Stated task:
Format the items as a JSON list of strings, one string per line with blank lines left out, from the line containing "Where can you see the brown" through the last line of the items.

Information supplied:

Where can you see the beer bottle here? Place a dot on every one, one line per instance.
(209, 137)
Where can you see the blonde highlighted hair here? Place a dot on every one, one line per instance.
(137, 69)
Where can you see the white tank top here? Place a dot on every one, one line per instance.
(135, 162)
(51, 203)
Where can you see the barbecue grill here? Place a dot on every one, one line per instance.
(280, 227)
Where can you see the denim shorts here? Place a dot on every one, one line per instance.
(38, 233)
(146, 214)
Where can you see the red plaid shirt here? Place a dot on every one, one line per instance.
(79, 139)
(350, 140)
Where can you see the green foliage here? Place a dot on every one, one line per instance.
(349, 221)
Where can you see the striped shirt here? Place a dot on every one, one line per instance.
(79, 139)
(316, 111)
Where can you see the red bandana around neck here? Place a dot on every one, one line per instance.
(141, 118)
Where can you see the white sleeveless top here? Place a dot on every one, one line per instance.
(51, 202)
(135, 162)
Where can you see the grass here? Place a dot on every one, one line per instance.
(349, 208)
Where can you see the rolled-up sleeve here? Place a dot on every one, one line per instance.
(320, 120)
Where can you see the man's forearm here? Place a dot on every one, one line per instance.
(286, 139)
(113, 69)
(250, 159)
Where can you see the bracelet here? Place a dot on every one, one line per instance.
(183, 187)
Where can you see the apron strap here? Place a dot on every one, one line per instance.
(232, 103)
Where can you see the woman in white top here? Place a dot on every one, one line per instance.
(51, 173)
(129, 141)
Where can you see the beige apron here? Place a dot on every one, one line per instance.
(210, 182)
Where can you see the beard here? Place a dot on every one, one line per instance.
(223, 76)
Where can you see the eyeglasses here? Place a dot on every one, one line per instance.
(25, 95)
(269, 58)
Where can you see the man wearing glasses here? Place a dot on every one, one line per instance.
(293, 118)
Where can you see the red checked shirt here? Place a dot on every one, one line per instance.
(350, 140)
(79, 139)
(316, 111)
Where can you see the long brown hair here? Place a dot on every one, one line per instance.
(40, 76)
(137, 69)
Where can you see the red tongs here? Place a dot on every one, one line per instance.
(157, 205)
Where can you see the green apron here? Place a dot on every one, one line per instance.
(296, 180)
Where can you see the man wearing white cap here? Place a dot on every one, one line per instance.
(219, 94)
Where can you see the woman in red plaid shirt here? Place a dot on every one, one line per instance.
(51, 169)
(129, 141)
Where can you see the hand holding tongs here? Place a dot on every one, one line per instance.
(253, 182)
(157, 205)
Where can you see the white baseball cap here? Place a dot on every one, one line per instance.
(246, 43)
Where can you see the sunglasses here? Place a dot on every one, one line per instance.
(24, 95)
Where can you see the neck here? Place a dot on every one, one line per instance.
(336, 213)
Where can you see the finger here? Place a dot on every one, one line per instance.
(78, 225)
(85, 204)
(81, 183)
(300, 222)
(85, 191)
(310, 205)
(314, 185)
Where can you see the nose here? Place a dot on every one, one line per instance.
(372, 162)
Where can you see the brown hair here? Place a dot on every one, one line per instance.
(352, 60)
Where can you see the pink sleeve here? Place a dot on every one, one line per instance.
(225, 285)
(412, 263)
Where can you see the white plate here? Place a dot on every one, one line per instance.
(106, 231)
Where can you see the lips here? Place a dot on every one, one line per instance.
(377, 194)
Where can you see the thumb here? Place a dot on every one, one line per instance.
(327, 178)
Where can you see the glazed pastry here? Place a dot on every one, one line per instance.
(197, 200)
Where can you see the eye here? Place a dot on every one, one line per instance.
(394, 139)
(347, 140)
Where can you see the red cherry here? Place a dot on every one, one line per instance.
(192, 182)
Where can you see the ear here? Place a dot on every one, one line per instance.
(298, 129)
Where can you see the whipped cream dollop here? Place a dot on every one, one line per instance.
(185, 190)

Output of the task:
[
  "Where can you see the brown hair here? Place a dot on every one, one line per instance.",
  "(352, 60)",
  "Where can you see the pink sleeve here? Place a dot on every one, one line per instance.",
  "(225, 285)",
  "(412, 263)",
  "Where can you see the white plate here? Place a dot on every one, one line per instance.",
  "(106, 231)",
  "Where can you see the lips here? Place a dot on every one, one line per instance.",
  "(377, 194)",
  "Where can you see the thumb here? Place a dot on every one, one line per instance.",
  "(327, 178)",
  "Where can you see the glazed pastry here? Place a dot on every one, one line per instance.",
  "(197, 200)",
  "Where can you see the eye here? Place a dot on every one, one line per instance.",
  "(394, 139)",
  "(347, 140)",
  "Where can you see the red cherry here? Place a dot on every one, one line per instance.",
  "(192, 182)",
  "Where can you see the ear here? Place a dot on every one, one line per instance.",
  "(298, 129)",
  "Where can you see the whipped cream dollop here? Place a dot on every one, one line per instance.",
  "(185, 190)"
]